→ **Trecho de origem**:
- - -

Depois de um namoro breve e inconseqüente com Eugênia, uma moça simples e pobre, defeituosa de uma perna, Brás Cubas, por interferência de seu pai, começa um namoro com Virgília. Cujo pai poderia favorecer uma almejada carreira política.
Numa certa ocasião, no passeio público, Brás reencontra Quincas Borba, um amigo de escola. Quincas é um mendigo, e num abraço rouba-lhe um relógio.
Pouco depois Quincas Borba aparece rico e filósofo, herdeiro de uma grande fortuna e propagador do Humanitismo.
A filosofia do Humanitismo consumirá grande parte da vida do personagem Quincas Borba, fundada numa espécie de Humanismo com elementos deterministas contraditoriamente ligados a elementos de caráter orientalista, tal filosofia é uma paródia das crenças filosóficas da época, baseando-se em máximas, dentre as quais a mais importante era: “Ao Vencedor, às batatas”, moral de uma parábola que tentava justificar a competição e a guerra na sociedade burguesa.
Noutro reencontro, Brás Cubas vê Marcela, velha e arruinada num subúrbio do Rio de Janeiro.
Virgília lhe é roubada por Lobo Neves, jovem mais decidido e confiante.
O pai de Brás Cubas morre, deixando porém, claro o desgosto que tinha com o destino que as coisas tinham tomado para seu filho: nem casamento e nem carreira política.
Anos depois, Brás Cubas - um solteirão - e Virgília - esposa de Lobo Neves tornam-se amantes.
Lobo Neves é nomeado para presidente de uma província do norte do Brasil, Brás teme pela separação com Virgília. O próprio Lobo Neves, confiando no amigo, chega a convidar Brás Cubas para ser seu secretário na província. Porém, quando da publicação do edital de nomeação no diário oficial, o Lobo Neves declina do cargo, pois fora publicado no dia 13, e ele tinha uma superstição com esse número.
Virgília fica grávida de Brás Cubas, o desejo de ter um filho enche de esperanças Brás Cubas quanto ao desfecho de sua situação amorosa, porém, a criança morre antes de nascer, e os amantes se separam. O Lobo Neves é novamente nomeado para presidente de outra província e desta feita os amantes se separam.

- - -

→ **Informações fornecidas**:
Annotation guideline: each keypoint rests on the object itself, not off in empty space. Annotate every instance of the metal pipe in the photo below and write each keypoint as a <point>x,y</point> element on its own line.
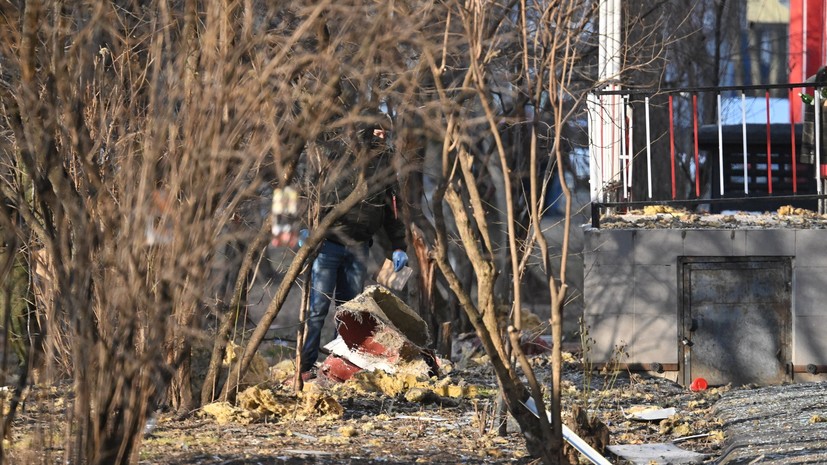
<point>649,146</point>
<point>769,147</point>
<point>672,145</point>
<point>720,147</point>
<point>792,144</point>
<point>697,156</point>
<point>744,137</point>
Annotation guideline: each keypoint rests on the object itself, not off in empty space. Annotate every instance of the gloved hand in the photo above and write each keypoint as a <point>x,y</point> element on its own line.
<point>400,259</point>
<point>303,236</point>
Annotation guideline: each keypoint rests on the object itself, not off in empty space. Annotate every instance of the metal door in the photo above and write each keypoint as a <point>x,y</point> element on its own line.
<point>736,314</point>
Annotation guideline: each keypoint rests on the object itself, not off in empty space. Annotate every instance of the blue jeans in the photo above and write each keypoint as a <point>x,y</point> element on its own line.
<point>339,272</point>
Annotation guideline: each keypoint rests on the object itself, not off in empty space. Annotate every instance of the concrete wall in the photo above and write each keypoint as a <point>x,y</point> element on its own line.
<point>631,286</point>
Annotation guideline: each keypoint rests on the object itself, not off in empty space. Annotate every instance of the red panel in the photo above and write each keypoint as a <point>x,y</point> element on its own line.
<point>806,56</point>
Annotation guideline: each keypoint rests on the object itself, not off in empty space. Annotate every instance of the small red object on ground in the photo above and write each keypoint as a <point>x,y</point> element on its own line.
<point>698,384</point>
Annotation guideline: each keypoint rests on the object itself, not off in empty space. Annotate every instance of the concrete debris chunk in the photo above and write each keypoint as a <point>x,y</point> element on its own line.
<point>377,331</point>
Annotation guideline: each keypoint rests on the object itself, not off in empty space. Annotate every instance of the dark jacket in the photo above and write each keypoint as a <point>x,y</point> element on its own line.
<point>343,160</point>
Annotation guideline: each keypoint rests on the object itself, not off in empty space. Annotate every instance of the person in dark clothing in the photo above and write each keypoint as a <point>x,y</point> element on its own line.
<point>339,270</point>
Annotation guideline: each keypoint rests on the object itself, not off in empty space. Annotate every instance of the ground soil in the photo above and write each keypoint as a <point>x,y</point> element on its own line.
<point>374,427</point>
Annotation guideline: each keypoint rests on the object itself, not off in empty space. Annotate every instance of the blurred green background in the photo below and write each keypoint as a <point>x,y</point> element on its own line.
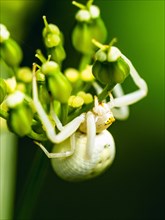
<point>133,188</point>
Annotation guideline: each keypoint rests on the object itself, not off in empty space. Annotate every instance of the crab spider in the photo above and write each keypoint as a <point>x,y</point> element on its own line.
<point>84,148</point>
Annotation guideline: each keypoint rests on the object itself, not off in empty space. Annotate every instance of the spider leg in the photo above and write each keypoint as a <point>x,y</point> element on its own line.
<point>119,113</point>
<point>91,133</point>
<point>61,154</point>
<point>123,111</point>
<point>66,131</point>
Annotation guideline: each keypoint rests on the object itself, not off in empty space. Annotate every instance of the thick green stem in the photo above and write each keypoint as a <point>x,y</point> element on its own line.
<point>27,201</point>
<point>8,152</point>
<point>3,114</point>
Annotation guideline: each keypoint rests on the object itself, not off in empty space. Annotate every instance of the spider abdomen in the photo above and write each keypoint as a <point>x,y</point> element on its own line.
<point>78,166</point>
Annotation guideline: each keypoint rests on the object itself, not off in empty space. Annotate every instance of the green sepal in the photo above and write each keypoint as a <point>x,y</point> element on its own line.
<point>3,90</point>
<point>11,52</point>
<point>20,119</point>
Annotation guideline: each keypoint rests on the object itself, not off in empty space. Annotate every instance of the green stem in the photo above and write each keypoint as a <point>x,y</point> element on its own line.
<point>33,186</point>
<point>3,114</point>
<point>8,152</point>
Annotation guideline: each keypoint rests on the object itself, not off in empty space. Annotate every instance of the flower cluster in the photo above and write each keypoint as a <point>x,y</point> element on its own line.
<point>69,92</point>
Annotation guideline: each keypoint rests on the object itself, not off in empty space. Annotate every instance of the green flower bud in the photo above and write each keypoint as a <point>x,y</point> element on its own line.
<point>24,74</point>
<point>11,52</point>
<point>57,83</point>
<point>60,87</point>
<point>110,72</point>
<point>53,40</point>
<point>89,26</point>
<point>109,67</point>
<point>57,53</point>
<point>3,90</point>
<point>20,114</point>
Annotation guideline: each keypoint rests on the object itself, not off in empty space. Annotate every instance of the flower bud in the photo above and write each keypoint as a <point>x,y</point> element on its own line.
<point>20,114</point>
<point>109,67</point>
<point>110,72</point>
<point>57,53</point>
<point>57,83</point>
<point>11,52</point>
<point>53,39</point>
<point>24,74</point>
<point>3,90</point>
<point>89,25</point>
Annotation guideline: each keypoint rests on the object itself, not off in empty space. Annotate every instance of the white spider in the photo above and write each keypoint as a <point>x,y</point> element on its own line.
<point>84,148</point>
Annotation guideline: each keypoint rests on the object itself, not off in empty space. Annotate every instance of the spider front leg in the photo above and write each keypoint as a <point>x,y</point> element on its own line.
<point>91,133</point>
<point>119,113</point>
<point>133,97</point>
<point>67,130</point>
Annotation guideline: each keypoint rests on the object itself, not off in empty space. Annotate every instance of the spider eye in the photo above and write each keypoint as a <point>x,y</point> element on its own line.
<point>110,121</point>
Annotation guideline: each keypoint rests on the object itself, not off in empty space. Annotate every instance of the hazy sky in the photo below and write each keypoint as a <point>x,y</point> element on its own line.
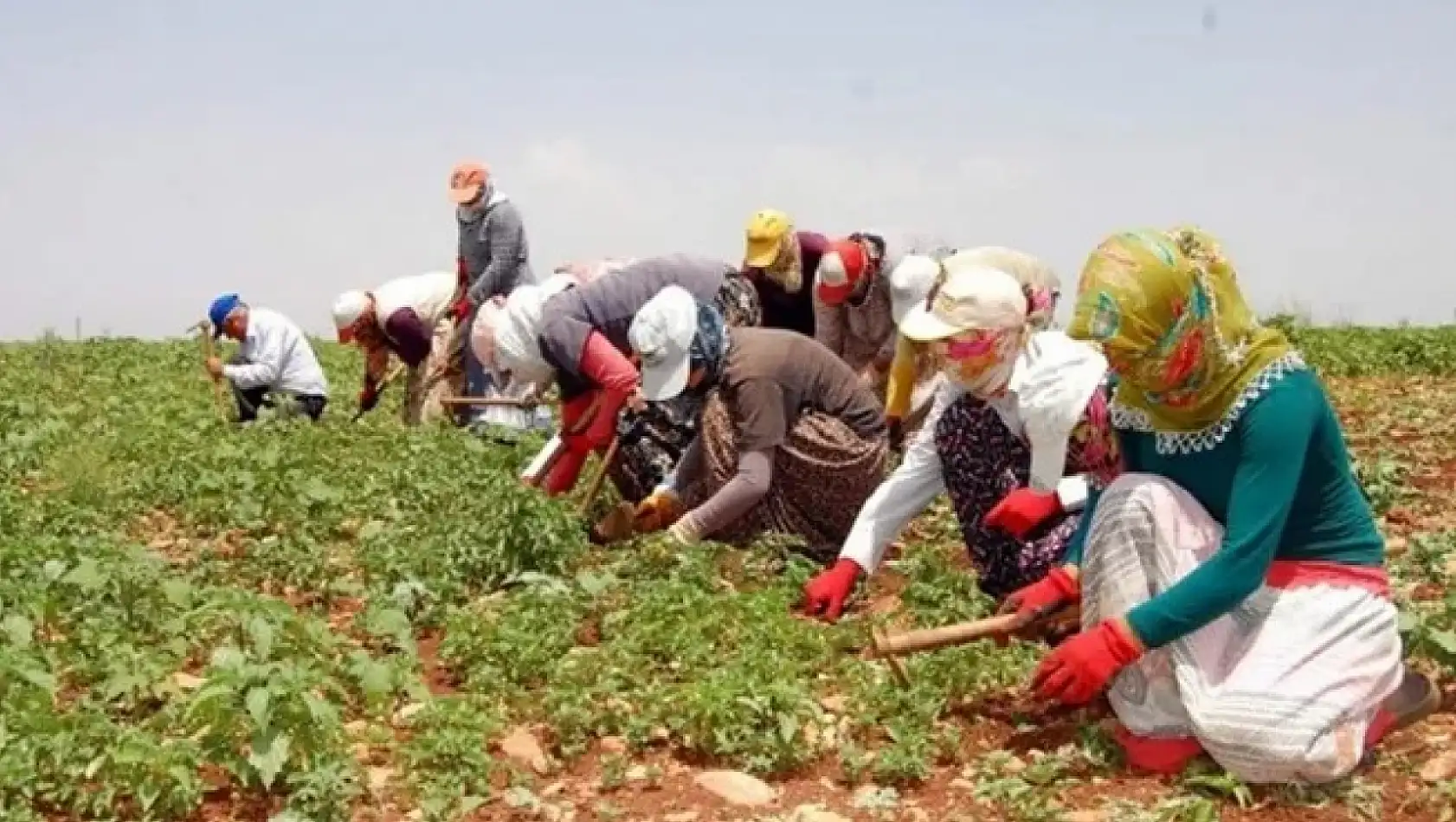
<point>158,153</point>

- - -

→ **Instruções da tarefa**: Prossiga o resumo da história de Brás Cubas e Virgília a partir da última frase apresentada.

→ **Resultado da tarefa**:
Sabina, a irmã de Brás, arranja-lhe uma noiva, Eulália, que no entanto, morre vítima de uma epidemia. Sem conseguir ser político, Cubas em busca da celebridade tenta lançar o emplastro Brás Cubas, tal emplastro traria a glória buscada pelo personagem, seria uma espécie de remédio para todos os males. Porém, Brás Cubas vêm a falecer de pneumonia antes de realizar o seu intento.
"Este último capítulo é todo de negativas. Não alcancei a
celebridade do emplasto, não fui ministro, não fui califa, não
conheci o casamento. Verdade é que, ao lado dessas faltas,
coube-me a boa fortuna de não comprar o pão com o suor do
meu rosto. Mais; não padeci a morte de Dona Plácida, nem a
semidemência do Quincas Borba. Somadas umas coisas e
outras, qualquer pessoa imaginará que não houve míngua nem
sobra, e conseguintemente que sai quite com a vida. E imagi-
nará mal; porque ao chegar a este outro lado do mistério,
achei-me com um pequeno saldo, que é a derradeira negativa
deste capítulo de negativas: Não tive filhos, não transmiti
a nenhuma criatura o legado da nossa miséria."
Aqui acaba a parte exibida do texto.